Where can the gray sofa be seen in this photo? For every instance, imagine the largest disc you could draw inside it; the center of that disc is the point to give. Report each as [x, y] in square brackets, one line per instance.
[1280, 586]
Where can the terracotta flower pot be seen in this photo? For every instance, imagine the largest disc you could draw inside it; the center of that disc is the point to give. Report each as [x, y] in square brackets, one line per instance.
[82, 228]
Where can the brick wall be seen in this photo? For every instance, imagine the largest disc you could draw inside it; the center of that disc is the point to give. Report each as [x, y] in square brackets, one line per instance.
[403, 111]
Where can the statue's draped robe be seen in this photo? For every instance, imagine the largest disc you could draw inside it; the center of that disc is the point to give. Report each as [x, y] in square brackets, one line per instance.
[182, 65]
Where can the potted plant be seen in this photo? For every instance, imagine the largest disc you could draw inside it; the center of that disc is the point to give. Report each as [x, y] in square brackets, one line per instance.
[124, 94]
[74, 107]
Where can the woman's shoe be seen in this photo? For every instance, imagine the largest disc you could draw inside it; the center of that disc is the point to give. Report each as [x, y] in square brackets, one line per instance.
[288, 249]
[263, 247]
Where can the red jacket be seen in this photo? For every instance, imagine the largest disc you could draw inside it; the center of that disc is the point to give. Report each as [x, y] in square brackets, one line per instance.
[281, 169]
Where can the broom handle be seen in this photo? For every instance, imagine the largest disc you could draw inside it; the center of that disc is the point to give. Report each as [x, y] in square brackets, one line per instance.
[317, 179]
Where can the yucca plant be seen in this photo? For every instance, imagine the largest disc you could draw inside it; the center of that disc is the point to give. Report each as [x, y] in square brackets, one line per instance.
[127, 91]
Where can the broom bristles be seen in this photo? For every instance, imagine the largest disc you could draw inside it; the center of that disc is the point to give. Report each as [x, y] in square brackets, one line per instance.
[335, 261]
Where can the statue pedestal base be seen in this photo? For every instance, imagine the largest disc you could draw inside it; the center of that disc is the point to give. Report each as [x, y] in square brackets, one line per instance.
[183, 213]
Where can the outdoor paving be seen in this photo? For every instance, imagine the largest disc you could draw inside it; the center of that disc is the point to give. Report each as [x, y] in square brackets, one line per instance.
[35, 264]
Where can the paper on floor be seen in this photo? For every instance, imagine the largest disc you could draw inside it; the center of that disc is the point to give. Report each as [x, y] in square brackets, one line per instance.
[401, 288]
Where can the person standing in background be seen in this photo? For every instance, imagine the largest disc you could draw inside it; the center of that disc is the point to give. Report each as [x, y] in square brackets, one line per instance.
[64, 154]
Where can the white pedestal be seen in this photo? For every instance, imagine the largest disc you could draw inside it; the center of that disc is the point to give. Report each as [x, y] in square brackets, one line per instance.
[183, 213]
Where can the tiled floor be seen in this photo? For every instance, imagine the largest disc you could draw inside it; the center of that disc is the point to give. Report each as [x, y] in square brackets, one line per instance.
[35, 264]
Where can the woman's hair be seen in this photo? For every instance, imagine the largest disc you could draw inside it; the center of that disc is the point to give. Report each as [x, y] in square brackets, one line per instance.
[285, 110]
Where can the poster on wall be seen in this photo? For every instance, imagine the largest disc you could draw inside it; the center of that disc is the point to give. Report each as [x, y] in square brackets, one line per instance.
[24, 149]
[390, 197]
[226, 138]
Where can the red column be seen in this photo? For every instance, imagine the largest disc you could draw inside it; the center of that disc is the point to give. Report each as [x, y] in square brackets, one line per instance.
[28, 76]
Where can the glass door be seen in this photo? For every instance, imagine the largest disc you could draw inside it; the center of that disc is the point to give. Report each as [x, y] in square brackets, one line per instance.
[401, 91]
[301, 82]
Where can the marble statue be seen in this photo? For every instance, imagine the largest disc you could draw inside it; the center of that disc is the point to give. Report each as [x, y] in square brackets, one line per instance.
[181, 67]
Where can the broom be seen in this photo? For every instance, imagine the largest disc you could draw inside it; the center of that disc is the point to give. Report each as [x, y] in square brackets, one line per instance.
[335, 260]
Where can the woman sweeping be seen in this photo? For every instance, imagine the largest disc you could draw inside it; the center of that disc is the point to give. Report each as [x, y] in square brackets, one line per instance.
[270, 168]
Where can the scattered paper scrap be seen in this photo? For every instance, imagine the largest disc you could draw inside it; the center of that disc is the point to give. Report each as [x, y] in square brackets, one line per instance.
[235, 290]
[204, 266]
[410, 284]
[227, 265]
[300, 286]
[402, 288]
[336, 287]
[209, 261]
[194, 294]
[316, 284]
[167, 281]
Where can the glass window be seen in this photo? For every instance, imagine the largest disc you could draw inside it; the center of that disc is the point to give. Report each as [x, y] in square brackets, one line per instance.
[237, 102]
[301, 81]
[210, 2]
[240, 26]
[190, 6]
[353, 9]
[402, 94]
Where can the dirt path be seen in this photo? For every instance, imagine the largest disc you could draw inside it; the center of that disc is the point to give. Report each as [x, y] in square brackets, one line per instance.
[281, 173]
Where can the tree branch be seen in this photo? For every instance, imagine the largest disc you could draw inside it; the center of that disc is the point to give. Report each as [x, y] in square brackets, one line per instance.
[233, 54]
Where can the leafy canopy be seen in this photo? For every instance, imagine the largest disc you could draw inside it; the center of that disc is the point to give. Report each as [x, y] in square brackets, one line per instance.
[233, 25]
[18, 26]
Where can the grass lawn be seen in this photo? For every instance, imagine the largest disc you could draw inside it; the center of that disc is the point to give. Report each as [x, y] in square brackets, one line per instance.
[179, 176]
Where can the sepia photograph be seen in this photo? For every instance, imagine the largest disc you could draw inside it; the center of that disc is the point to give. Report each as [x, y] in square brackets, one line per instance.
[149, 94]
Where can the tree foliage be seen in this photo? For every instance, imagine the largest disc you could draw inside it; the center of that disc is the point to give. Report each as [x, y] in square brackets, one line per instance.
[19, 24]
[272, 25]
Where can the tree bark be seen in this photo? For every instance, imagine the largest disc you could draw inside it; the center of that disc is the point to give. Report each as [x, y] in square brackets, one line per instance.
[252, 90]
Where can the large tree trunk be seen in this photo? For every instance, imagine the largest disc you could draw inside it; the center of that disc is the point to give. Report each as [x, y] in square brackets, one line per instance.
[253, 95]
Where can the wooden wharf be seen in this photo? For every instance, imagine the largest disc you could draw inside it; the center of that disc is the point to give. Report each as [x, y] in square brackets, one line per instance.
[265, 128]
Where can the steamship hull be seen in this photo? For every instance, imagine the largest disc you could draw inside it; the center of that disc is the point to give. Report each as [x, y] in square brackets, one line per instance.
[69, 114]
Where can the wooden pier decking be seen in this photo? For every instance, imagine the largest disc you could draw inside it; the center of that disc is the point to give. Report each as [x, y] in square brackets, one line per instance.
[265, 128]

········

§ **Exercise aim**:
Copy the lines from the one containing "Where can the wooden pier" through the final line, leaving every character unchanged.

§ **Solution to the exercise**:
Where can the wooden pier decking be seen in this photo? For every instance, imagine the largest disc you could draw inside it; the center of that disc is the point to give. Report each as [x, y] in square brackets, one line per instance.
[265, 128]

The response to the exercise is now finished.